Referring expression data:
========================================
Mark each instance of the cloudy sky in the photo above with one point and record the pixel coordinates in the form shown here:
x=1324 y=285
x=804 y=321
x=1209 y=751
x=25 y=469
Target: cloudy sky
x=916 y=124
========================================
[Exercise] An exact copy of all the records is the expected answer.

[Completed exercise]
Mark each instance of the cloudy sky in the photo above with one point and record the pixel coordinates in the form shown here:
x=1324 y=285
x=804 y=321
x=1209 y=751
x=25 y=469
Target: cloudy sky
x=916 y=124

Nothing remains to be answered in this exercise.